start Text block

0

I am using NekoHTML framework with xerces 2.11.0 version to parse an HTML document. But i am having a problem with this simple code :

DOMParser parser = new DOMParser();
System.out.println(parser.getClass().toString());
InputSource url = new InputSource("http://www.cbgarden.org");
try{
    parser.parse(url);
    Document document = parser.getDocument();
    System.out.println(document.hasChildNodes());
    System.out.println(document.getBaseURI());
    System.out.println(document.getNodeName());
    System.out.println(document.getNodeValue());
}catch(Exception e){
    e.printStackTrace();
}

Now I put here the result of the multiple prints:

  1. class org.cyberneko.html.parsers.DOMParser
  2. true
  3. http://www.cbgarden.org
  4. document
  5. null

So my question is : What could be wrong ? No exception is thrown and I am following the rules that are defined in the usage rules in the NekoHTML. My build path libraries are with this precedence:

  1. nekohtml.jar
  2. nekohtmlSamples.jar
  3. xercesImpl.jar
  4. xercesSamples.jar
  5. xml-apis.jar
cwallenpoole
  • 79,954
  • 26
  • 128
  • 166
tt0686
  • 1,771
  • 6
  • 31
  • 60
  • I just have one more question regarding this subject : Why the method parser.getDocument() returns one document with two nodes, in which one of them is NULL ? – tt0686 Oct 11 '11 at 16:54

1 Answers1

1

I guess your question is about the null?

end Text block
start Dataset

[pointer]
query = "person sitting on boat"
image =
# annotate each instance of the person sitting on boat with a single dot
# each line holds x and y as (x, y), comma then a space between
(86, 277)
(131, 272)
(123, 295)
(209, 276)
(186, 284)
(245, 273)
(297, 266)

end Dataset

### Job
List the library files in the build path given in the NekoHTML parsing question above, in their stated order of precedence.

### Response to this exercise
1. nekohtml.jar
2. nekohtmlSamples.jar
3. xercesImpl.jar
4. xercesSamples.jar
5. xml-apis.jar